§ TEXTE DU DOCUMENT

::::::::::

La situation n’est toutefois pas rassurante. La position de l'administration Biden est problématique. “En trahissant leur peur d'une escalade et en suggérant que la menace nucléaire brandie par le Kremlin dissuade d'aller plus loin, les États-Unis sapent la confiance de certains de leurs alliés dans leur fiabilité”, écrit Sylvie Kauffmann dans le quotidien le Monde. “Cécité stratégique”, déplore l'analyste Nicolas Tenzer.
La crédibilité de l’Otan est désormais en jeu. Soit l’Alliance montre sa peur et cale, soit elle va de l’avant. Jens Stoltenberg plaide pour la marche forcée dans le soutien à l’Ukraine. “Les alliés peuvent être fiers de ce qu’ils ont accompli. Vladimir Poutine a sous-estimé les Ukrainiens et il a sous-estimé les alliés de l’Otan. Mais nous n’avons pas fait assez. Les délais ont été trop longs pour la fourniture des armements promis et nous avons constaté de graves lacunes dans la défense aérienne et les munitions”, a-t-il souligné hier. Le gouvernement tchèque a pour sa part appelé au versement des financements pour l’achat des obus promis à l’Ukraine car les Russes s’approvisionnent auprès des même fournisseurs et les fabricants livrent à qui paie
La réunion informelle de Prague et celle des ministres de la Défense des 13 et 14 juin à Bruxelles vont préparer le sommet du 75e anniversaire de l’Otan du 9 au 11 juillet à Washington. Le successeur de Jens Stoltenberg devrait être désigné – l’ancien Premier ministre libéral néerlandais Mark Rutte tient la corde mais la Hongrie bloque sa nomination – et des décisions importantes pour le soutien militaire à l’Ukraine sont attendues. “Un message doit être adressé à Moscou”, a plaidé Stoltenberg.

::::::::::

§ CONSIGNES DE TRAVAIL
A - Selon le texte sur l'Otan, à quelles dates le sommet du 75e anniversaire de l'Otan doit-il se tenir à Washington ?
B - Dans le texte sur l'Otan, reformulez sous forme de liste le paragraphe qui commence par « La réunion informelle de Prague ». Conservez ses faits principaux.
C - Poursuivez le texte sur l'Otan à partir de sa dernière phrase.

§ DONNÉES EXTRAITES
::::::::::

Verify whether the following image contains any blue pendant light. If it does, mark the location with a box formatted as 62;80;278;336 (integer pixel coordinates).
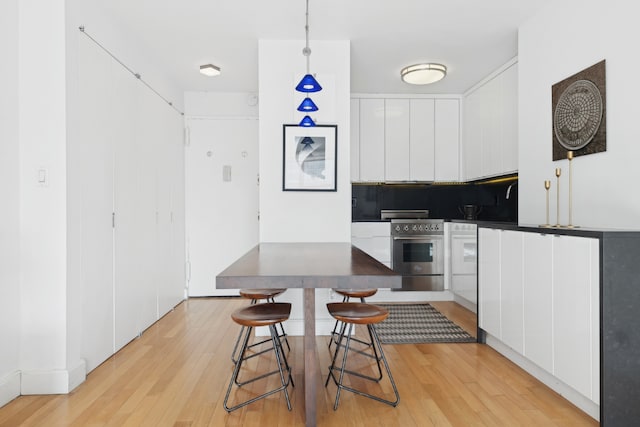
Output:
296;74;322;93
298;96;318;112
298;116;316;127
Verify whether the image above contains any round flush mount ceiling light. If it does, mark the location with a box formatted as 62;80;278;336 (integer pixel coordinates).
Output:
400;63;447;85
200;64;220;77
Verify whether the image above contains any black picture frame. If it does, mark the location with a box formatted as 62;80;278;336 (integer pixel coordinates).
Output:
282;124;338;191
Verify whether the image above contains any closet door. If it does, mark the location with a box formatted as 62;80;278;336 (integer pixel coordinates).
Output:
112;74;147;351
185;118;259;296
78;37;119;371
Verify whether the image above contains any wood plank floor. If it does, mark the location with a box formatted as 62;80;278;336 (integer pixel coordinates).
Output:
0;298;598;427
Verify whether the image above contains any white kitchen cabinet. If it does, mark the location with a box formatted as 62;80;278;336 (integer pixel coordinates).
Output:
462;63;518;181
478;228;600;404
359;99;385;182
351;222;391;267
351;98;460;182
384;99;411;181
478;228;502;338
553;236;599;398
501;63;518;173
409;99;435;181
434;99;460;182
500;231;524;353
523;233;553;372
461;91;483;181
349;99;360;182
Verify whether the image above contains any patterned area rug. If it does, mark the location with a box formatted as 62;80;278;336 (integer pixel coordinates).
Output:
376;303;476;344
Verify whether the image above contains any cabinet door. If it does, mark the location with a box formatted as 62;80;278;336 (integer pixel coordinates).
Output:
409;99;435;181
523;233;553;373
478;76;502;176
500;231;524;354
500;64;518;173
553;236;599;398
478;228;501;338
435;99;460;181
360;99;384;182
462;91;483;181
349;99;360;182
384;99;409;181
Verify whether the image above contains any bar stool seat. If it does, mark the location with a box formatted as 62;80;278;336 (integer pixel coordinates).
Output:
324;302;400;410
231;288;291;363
224;302;294;412
333;288;378;302
329;288;382;354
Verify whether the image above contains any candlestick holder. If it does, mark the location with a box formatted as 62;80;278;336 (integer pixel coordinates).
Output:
555;168;562;227
567;150;577;228
540;180;551;228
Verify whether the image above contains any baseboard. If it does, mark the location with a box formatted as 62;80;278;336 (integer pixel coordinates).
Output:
487;334;600;421
20;360;87;395
0;371;20;406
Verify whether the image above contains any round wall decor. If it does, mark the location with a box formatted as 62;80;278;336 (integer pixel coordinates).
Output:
553;80;603;150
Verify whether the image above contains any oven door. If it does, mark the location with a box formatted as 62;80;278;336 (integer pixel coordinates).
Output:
391;236;444;276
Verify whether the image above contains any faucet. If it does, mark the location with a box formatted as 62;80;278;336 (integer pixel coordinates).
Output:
505;181;518;200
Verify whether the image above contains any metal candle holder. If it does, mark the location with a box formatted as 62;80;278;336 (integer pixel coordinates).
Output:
540;180;551;228
555;168;562;227
567;150;577;228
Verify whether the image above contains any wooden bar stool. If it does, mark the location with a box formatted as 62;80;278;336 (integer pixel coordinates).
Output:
329;288;382;370
324;302;400;410
224;302;293;412
231;289;291;363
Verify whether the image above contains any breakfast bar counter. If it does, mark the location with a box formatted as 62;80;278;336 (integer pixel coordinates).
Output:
217;242;402;426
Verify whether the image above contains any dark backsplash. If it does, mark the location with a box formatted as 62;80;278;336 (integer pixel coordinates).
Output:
351;180;518;222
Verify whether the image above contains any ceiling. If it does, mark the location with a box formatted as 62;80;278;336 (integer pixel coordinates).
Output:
100;0;551;94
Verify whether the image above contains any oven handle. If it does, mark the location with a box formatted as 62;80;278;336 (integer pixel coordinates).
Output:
393;234;444;240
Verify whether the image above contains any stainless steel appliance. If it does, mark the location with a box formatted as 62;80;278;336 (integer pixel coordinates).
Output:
449;222;478;313
391;219;444;291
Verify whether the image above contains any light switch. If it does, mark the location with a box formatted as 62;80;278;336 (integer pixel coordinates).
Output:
38;169;47;185
222;165;231;182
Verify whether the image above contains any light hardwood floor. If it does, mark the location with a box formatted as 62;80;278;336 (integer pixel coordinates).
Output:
0;298;598;427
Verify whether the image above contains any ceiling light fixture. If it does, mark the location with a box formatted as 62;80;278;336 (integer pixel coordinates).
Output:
296;0;322;127
200;64;220;77
400;63;447;85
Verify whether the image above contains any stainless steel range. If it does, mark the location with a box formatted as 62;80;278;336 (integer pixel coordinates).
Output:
391;219;444;291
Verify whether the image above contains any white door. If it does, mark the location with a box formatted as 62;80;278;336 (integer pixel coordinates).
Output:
185;118;259;296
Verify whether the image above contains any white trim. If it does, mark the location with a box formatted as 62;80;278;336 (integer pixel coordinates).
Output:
462;56;518;98
486;334;600;421
351;93;463;99
20;360;87;395
0;371;20;406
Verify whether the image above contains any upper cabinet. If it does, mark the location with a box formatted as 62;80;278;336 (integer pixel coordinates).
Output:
351;98;460;182
462;63;518;181
351;99;385;182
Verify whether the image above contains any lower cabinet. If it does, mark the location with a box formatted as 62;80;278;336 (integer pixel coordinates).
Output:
478;228;600;405
351;222;391;267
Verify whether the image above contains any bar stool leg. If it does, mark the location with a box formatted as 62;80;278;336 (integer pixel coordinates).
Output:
223;325;294;412
231;298;291;363
325;324;400;410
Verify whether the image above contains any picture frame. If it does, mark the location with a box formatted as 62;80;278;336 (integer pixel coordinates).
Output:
282;124;338;191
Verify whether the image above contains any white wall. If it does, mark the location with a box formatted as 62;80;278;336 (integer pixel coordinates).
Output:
258;40;351;334
518;0;640;229
0;0;184;405
259;40;351;242
0;0;20;406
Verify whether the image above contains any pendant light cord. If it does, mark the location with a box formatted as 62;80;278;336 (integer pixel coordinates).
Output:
302;0;311;74
78;25;182;116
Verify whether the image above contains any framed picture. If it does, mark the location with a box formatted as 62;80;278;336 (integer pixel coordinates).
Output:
282;125;338;191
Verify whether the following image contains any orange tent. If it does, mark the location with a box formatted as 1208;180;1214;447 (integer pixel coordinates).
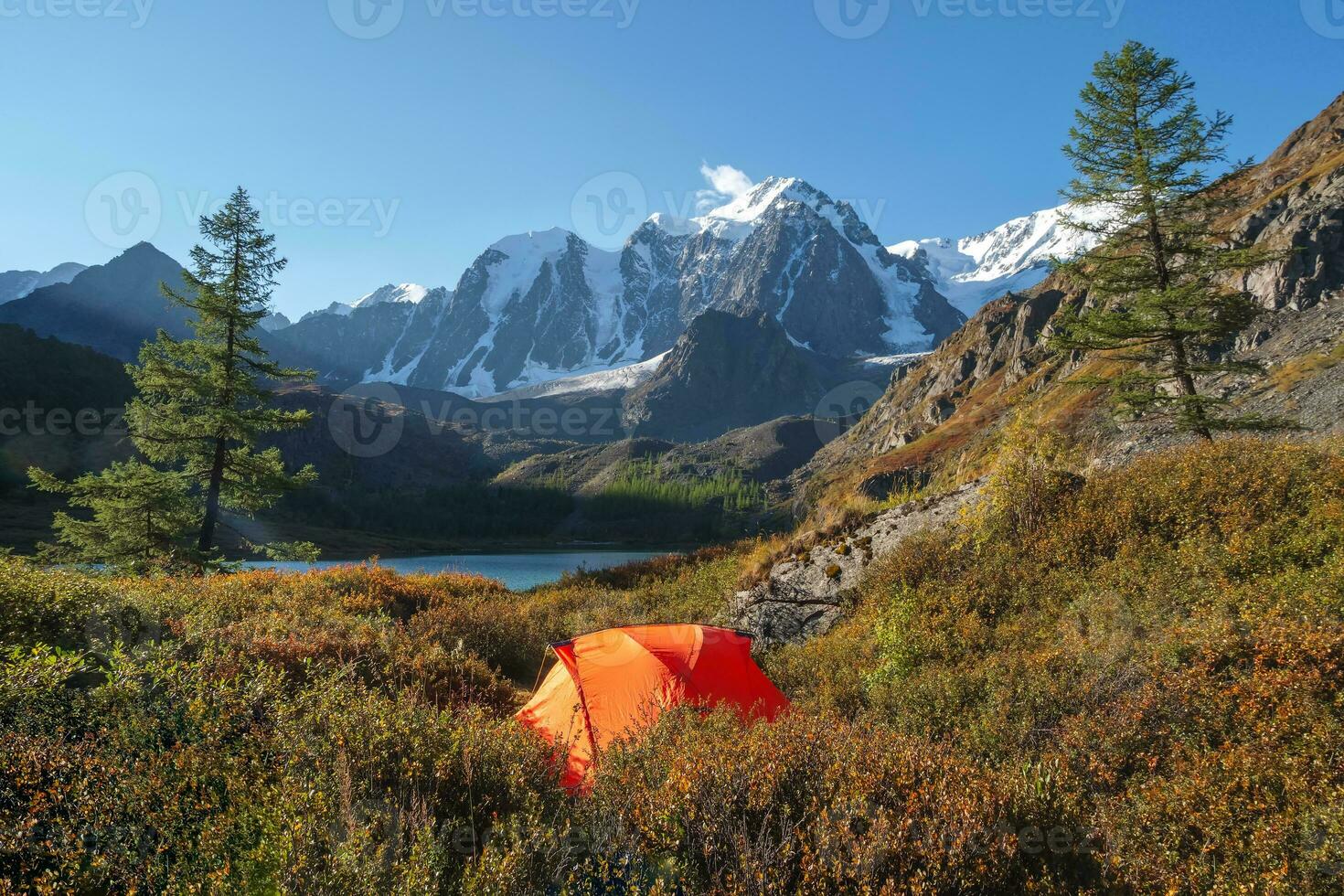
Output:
517;624;789;788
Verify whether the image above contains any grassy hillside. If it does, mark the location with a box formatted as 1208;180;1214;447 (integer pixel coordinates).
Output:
0;441;1344;893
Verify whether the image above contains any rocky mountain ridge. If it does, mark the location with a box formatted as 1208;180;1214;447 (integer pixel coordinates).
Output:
270;178;964;396
795;95;1344;503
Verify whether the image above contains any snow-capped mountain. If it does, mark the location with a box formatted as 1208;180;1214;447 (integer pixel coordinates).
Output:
280;178;965;398
890;206;1113;317
300;283;429;320
0;262;88;305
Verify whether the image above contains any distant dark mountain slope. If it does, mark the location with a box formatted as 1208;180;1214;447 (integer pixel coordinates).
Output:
625;310;827;442
0;324;134;410
0;262;85;305
0;325;134;507
0;243;188;360
625;310;891;442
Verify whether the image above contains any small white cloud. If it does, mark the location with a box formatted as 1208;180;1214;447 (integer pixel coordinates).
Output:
700;163;755;198
695;163;755;215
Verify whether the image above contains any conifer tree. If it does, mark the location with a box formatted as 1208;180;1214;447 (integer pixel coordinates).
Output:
28;461;200;572
1053;40;1281;441
126;187;315;558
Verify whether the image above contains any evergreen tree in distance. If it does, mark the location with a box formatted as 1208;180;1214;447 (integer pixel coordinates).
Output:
126;187;317;558
1053;40;1282;441
28;461;200;572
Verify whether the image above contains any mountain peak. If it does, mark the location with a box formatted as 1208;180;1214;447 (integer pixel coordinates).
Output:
351;283;429;307
489;227;574;258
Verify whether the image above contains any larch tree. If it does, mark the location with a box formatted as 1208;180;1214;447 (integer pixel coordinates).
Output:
1053;42;1282;441
126;187;315;559
28;461;200;572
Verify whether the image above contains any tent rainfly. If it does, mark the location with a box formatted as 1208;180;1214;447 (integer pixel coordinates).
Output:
517;624;789;790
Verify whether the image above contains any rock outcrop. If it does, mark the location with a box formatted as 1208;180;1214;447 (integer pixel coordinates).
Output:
729;484;980;647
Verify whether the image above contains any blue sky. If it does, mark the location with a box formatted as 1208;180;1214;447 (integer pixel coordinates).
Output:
0;0;1344;315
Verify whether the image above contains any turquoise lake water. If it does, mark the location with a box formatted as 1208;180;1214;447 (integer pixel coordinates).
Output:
245;550;673;591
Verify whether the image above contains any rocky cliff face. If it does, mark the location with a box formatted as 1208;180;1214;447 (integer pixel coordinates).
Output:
797;95;1344;507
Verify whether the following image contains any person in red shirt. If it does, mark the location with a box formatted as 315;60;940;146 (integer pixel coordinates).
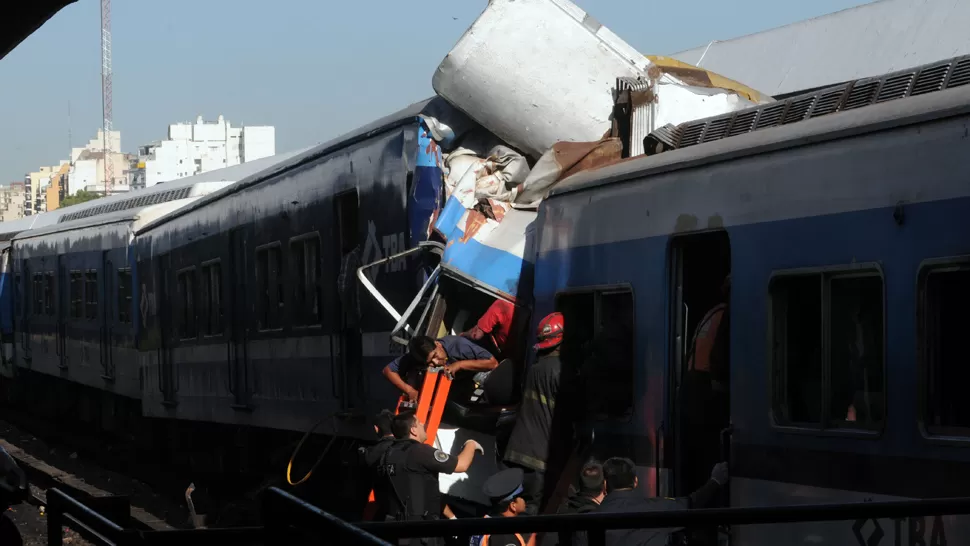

::::::::::

§ RÉPONSES ATTENDUES
A - Il doit se tenir du 9 au 11 juillet.

B -
- La réunion informelle de Prague et la réunion des ministres de la Défense des 13 et 14 juin à Bruxelles préparent le sommet du 75e anniversaire de l'Otan, prévu du 9 au 11 juillet à Washington.
- Le successeur de Jens Stoltenberg devrait y être désigné. Mark Rutte, ancien Premier ministre libéral néerlandais, tient la corde, mais la Hongrie bloque sa nomination.
- Des décisions importantes sur le soutien militaire à l'Ukraine sont attendues.
- Stoltenberg a plaidé pour qu'un message soit adressé à Moscou.

C -
La citation
" En politique, comme dans la vie, le pardon est plus puissant que le ressentiment".
Pedro Sanchez, après l'approbation de la loi d'amnistie pour les indépendantistes catalans.
Géopolitique
80e anniversaire du D-Day en France - Le président américain Joe Biden est attendu le 5 juin pour une visite d’Etat en France. Il participera aux commémorations du 80e anniversaire du Débarquement le 6 juin, prononcera un discours le 7 juin à la Pointe du Hoc en Normandie sur “l’importance de défendre la liberté et la démocratie” et il sera reçu le 8 juin à Paris par Emmanuel Macron. Les entretiens seront consacré au soutien à l’Ukraine et permettront une “étroite coordination” pour le sommet du G7 mi-juin à Bari en Italie et pour le sommet du 75e anniversaire de l’Otan du 9 au 11 juillet à Washington.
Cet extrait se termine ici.